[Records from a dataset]
====

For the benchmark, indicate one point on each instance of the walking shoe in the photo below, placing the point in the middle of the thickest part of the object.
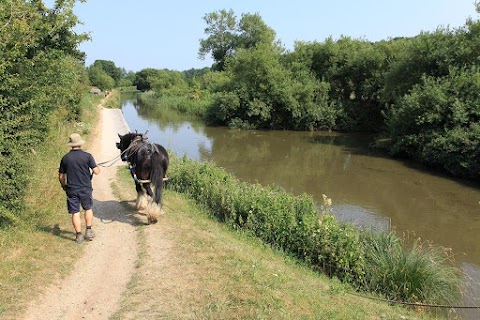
(89, 235)
(79, 238)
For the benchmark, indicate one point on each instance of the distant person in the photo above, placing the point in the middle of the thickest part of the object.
(75, 175)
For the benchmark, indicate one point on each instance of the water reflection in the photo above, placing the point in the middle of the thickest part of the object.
(366, 188)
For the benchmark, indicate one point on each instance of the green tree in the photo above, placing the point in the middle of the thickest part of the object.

====

--- What is needed ---
Can you rewrite all the records above as a numbered list, with blank lines and the pictures left out?

--- Complete answer ---
1. For the benchmark, indicate one point on each instance of the walking shoe in the photo below, placing the point in the middle of the thickest part of the object.
2. (89, 235)
3. (79, 238)
4. For the benchmark, indicate one point on each instance of the distant person in the photo above, placing the point in the middle of the thickest part of the object.
5. (75, 175)
6. For the benchmark, indicate one point on each instance of the water reflection in the photo above, placing the point in the middle of the thickest part of the object.
7. (366, 188)
8. For the benchmark, indicate one point on each instance of the green tree in the photo above, placing the point in the middle of the thickest part of the object.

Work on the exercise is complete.